Direction 1 – In the passage on paying for Britain's roads, which two sectors are said to have already adopted the model of a separate regulated company?
Direction 2 – Continue the passage on paying for Britain's roads, starting after its last sentence.

Passage given –
####################

Paying For Our Roads: The Dead Hand Of Public Opinion

The Government has to find a new way to pay for our roads. Although the motorist pays more than is spent on our roads, the revenue from fuel duty and vehicle excise duty (VED) is falling every year. Cars are consuming less petrol or they are being powered in other ways. This trend is inexorable and gathering speed. Reversing it by exponential increases in duties is not considered to be a fair or sustainable option.

The Government probably has a good idea of what it needs to do. The choices are limited. The weight of professional opinion is leading it in one direction.

Our roads could continue to be paid for by the taxpayer alone - but not on the current basis. Such is the state of our public finances that the government cannot turn to other sources of revenue to make up the growing long term shortfall. There are no growing surpluses elsewhere.

It would help to contain the problem if the Government were to transfer our strategic road network to a separate utility company or other independent body that would be subject to regulation. This model has been adopted in the water industry and for our railways. It creates private sector delivery of public (government) policy with accountability (including greater customer focus) and cost control - in short, better value for money. It could be a 'Network Road', accountable to a different "ORR" or "Ofroad".

####################

Dataset content –
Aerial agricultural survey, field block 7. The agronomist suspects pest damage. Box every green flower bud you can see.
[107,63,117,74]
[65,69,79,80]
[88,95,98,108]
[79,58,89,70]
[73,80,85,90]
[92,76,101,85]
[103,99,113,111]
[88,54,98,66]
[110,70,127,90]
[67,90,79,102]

####################

Task answer 1 – The water industry and the railways.

Task answer 2 –
If the rail model is followed, the Secretary of State could periodically issue a 'high level output specification' (HLOS) and a 'statement of funds available' (SoFA) setting out the outputs that the Government expects from the road network for the funds that will be available - a bargain of more assured financing in return for delivery of clear objectives, which enables longer term planning.

Theoretically, it should be possible for these benefits to be delivered entirely by the public sector. The Cook Report should result in a reconditioned and more customer-focussed Highways Agency. Experience and the economics of the issue suggest, however, that this will not go far enough.

The step change that is needed is one that will let private finance make up the shortfall left by the taxpayer's diminishing contribution. Currently, this is not possible unless it is for a new road or a new crossing (bridge or tunnel) because there is no means of providing the private sector with a return on its investment.

'Return on investment' means revenue. Revenue means some form of access charge, road user charge or...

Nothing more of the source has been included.